--- Begin Text extract ---
# Singular value decomposition of column & row vectors

(a) Given the column vector $a$ as an $n\times 1$ matrix. Write out its singular value decomposition, showing the matrices $U, \sum$, and $V$ explicitly.

(b) Given the row vector $a^T$ as an $1\times n$ matrix. Write out its singular value decomposition, showing the matrices $U, \sum$, and $V$ explicitly.

I currently get stucked on this question, since I couldn't find the eigenvalues of the $n\times n$ matrix $aa^T$ in part (a), and $a^Ta$ in part (b) to find the columns of $U$ and $V$, respectively. Can someone please help me on this problem?

Let $a\neq 0$, $u:=a/\|a\|_2$, and $\tilde{U}$ be $n\times (n-1)$ matrix with orthonormal columns such that $\tilde{U}^Ta=0$ (the columns of $\tilde{U}$ form an orthonormal basis of the orthogonal complement of $\mathrm{span}\{a\}$). You can easily verify that $[u,\tilde{U}]$ is a square orthogonal matrix.
With $U_{\mathrm{E}}:=u$, $\Sigma_{\mathrm{E}}:=\|a\|_2$, and $V_{\mathrm{E}}:=1$, we get the so-called economy SVD of $a$: $$\tag{1} a=U_{\mathrm{E}}\Sigma_{\mathrm{E}}V_{\mathrm{E}}^T.$$ With $U:=[u,\tilde{U}]$, $\Sigma:=[\|a\|_2,0,\ldots,0]^T$, $V:=1$, we get the full SVD of $a$: $$\tag{2} a=U\Sigma V^T.$$
If $a=0$, you can select $U$ to be an arbitrary orthogonal matrix (and $u$ its first column). Otherwise, the rest is the same.
--- End Text extract ---
--- Begin Records provided ---
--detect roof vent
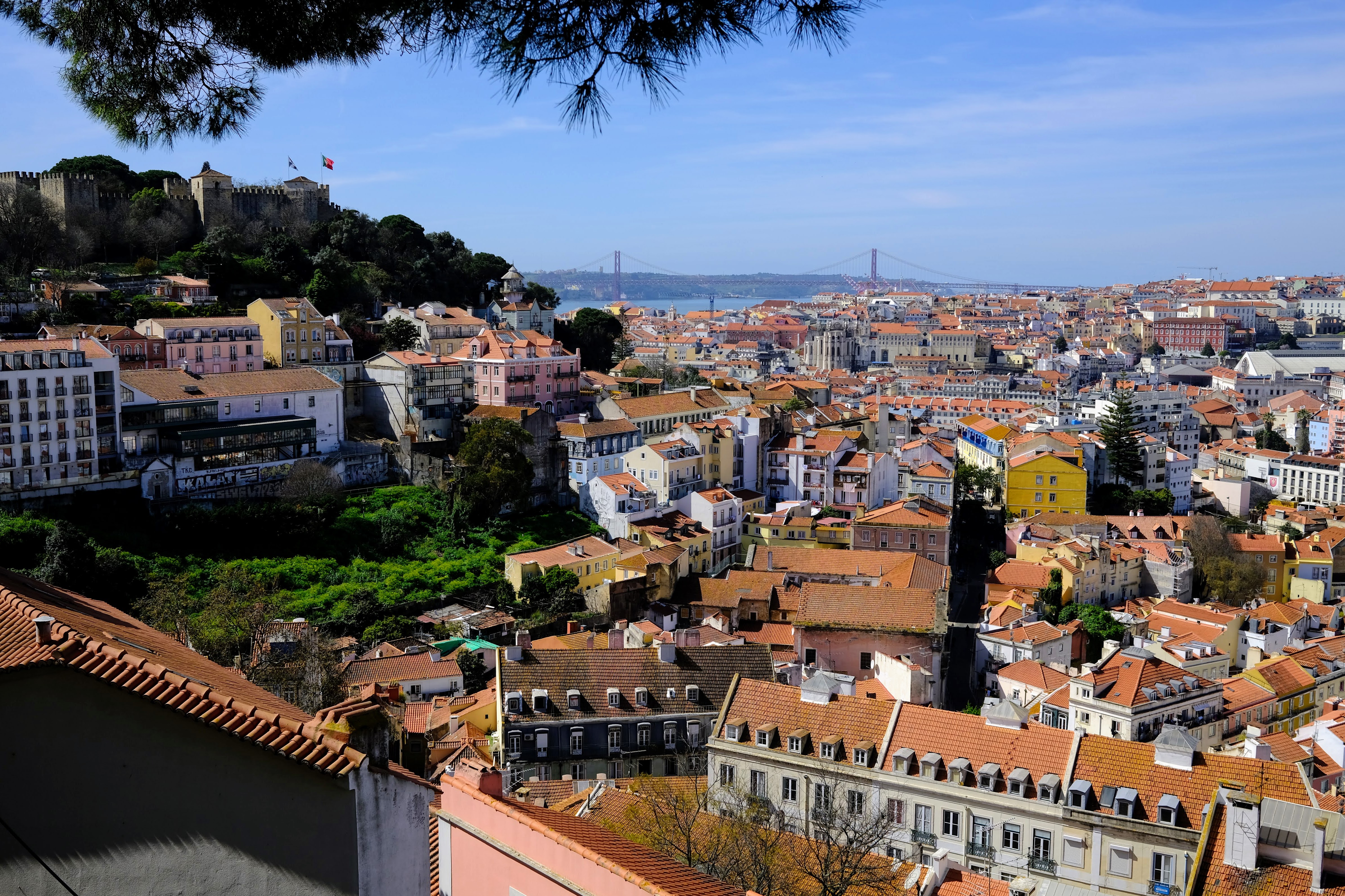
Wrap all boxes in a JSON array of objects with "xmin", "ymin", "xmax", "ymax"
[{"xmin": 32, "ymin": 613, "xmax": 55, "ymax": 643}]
--- End Records provided ---
--- Begin Records provided ---
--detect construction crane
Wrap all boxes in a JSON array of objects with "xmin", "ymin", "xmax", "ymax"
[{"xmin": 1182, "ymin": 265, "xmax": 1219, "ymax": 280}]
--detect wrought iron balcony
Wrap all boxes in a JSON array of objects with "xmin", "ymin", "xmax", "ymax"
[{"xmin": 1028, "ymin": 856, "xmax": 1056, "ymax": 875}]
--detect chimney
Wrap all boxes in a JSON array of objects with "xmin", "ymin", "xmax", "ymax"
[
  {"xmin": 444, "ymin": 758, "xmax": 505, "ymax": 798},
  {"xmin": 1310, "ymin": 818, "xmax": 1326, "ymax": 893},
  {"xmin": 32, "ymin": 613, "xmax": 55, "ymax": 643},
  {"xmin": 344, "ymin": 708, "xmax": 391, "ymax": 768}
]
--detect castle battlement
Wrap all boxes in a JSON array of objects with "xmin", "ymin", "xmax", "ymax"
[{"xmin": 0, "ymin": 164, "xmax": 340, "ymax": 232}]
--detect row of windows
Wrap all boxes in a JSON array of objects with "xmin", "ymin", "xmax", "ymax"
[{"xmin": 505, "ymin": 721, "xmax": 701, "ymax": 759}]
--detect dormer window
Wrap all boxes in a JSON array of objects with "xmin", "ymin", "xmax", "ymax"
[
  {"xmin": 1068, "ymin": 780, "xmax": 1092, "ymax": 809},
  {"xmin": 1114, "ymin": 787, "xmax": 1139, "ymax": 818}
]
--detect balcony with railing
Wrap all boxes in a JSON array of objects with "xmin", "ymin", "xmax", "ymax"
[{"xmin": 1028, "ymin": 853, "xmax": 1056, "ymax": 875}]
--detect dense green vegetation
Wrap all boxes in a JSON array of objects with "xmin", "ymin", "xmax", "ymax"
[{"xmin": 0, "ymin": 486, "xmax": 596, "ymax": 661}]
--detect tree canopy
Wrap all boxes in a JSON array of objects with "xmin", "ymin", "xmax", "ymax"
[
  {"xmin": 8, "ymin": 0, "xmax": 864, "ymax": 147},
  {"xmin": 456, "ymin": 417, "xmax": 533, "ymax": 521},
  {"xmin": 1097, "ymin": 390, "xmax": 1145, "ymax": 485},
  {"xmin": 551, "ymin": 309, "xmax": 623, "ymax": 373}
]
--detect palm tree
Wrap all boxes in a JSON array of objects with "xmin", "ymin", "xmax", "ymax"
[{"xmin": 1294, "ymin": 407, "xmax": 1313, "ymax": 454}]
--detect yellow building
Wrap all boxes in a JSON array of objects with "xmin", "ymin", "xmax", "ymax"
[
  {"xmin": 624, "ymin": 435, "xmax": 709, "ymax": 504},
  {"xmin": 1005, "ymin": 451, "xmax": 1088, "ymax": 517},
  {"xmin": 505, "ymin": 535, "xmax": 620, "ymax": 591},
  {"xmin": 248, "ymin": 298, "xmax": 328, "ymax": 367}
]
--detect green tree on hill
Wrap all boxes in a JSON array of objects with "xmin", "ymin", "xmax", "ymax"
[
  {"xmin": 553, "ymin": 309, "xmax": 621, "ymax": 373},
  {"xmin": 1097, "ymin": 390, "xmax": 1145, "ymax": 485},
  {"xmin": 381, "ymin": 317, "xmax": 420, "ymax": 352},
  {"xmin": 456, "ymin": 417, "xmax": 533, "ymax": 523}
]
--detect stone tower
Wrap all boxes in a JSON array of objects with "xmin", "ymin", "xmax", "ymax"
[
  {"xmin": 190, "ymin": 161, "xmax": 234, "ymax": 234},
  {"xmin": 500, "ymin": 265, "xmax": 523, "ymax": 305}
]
--- End Records provided ---
Task: Quote the thread on singular value decomposition above, giving everything from "I currently get" down to "square orthogonal matrix.".

Exercise output:
I currently get stucked on this question, since I couldn't find the eigenvalues of the $n\times n$ matrix $aa^T$ in part (a), and $a^Ta$ in part (b) to find the columns of $U$ and $V$, respectively. Can someone please help me on this problem?

Let $a\neq 0$, $u:=a/\|a\|_2$, and $\tilde{U}$ be $n\times (n-1)$ matrix with orthonormal columns such that $\tilde{U}^Ta=0$ (the columns of $\tilde{U}$ form an orthonormal basis of the orthogonal complement of $\mathrm{span}\{a\}$). You can easily verify that $[u,\tilde{U}]$ is a square orthogonal matrix.